■ Provided text
··········

Wednesday, May 22, 2024
 
 

The road ahead for the Green Deal

EPA-EFE//JULIAN STRATENSCHULTE
Wind turbines near Sehnde, Germany.

- Advertisement -

Becoming the world’s first carbon-neutral bloc by 2050 requires more than mobilising €1 trillion in sustainable investments over the next decade. If Europe wants to leave no one behind during the transition and have its “man on the moon moment” it will first need to persuade fossil-fuel-reliant countries across the bloc to abide with its climate neutrality goal with no ifs or buts.

During the first European Parliament plenary session of the year in Strasbourg, the European Commission presented to MEPs its legislative proposals on how the EU can shift to climate neutrality by 2050 and reach zero CO2 emissions, while also salvaging the regions which are heavily dependent on the coal industry.

Many countries have so far expressed their opposition to the energy transition plan, with Poland initially asking for an “exemption” to apply the climate neutrality policy as it will become the EU’s second largest source of carbon once the UK leaves the bloc.

As promised, the Poles were the big winners of the day, followed by Germany, which will get €2 billion and €877 million, respectively, from the Just Transition Fund (JTF). To get the money though, the two nations will have to present their transition plans and explicitly state how the funds will be allocated.

Despite doubts remaining by some MEPs who cited “a lack of ambition to tackle the climate emergency”, an overwhelming majority of MEPs voted on January 15 to support a resolution reflecting the parliament’s position on the green deal, as unveiled by European Commission President Ursula von der Leyen.

European Commission President Ursula von der Leyen presents the Commission’s ‘European Green Deal’ plan next to Vice President Frans Timmermans during a mini plenary session at the European Parliament in Brussels. EPA-EFE//OLIVIER HOSLET

Is the fresh money enough?

When the EU’s climate chief Frans Timmermans introduced the Just Transition Mechanism, he presented the move as “a pledge that the EU stands with those facing a steeper path in the transition”. The €7.5 billion of fresh funds from the Commission that will be given to the Just Transition Fund (JTF) were, however, the mechanism’s beating heart and meant to prevent social disruption in the regions that would be most hit by the transition.

As a result, the funds themselves seem insufficient compared to the ultimate goal. The JTF is expected to mobilise €100 billion through private funds, national government contributions, and the European Investment Bank’s support. Many MEPs are openly doubting that the funds will reach those in need – the affected workers.

Others are wary of further deep cuts in the cohesion policy envelope as the negotiations for the 2021-2027 budget are still on the table and call for a territorially balanced distribution of funds.

··········

■ Source data

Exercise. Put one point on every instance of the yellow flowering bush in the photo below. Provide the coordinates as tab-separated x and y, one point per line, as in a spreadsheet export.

··········

■ Exercise instructions
• 1. Translate this sentence from the article on the Green Deal into Spanish: "Many MEPs are openly doubting that the funds will reach those in need – the affected workers."
• 2. Rewrite a passage from the article on the Green Deal with "pledge" changed to "promise". Begin at the words "Is the fresh", and stop after "by the transition.".

■ Responses per task
• 1. Muchos eurodiputados dudan abiertamente de que los fondos lleguen a quienes los necesitan: los trabajadores afectados.

• 2.
Is the fresh money enough?

When the EU’s climate chief Frans Timmermans introduced the Just Transition Mechanism, he presented the move as “a promise that the EU stands with those facing a steeper path in the transition”. The €7.5 billion of fresh funds from the Commission that will be given to the Just Transition Fund (JTF) were, however, the mechanism’s beating heart and meant to prevent social disruption in the regions that would be most hit by the transition.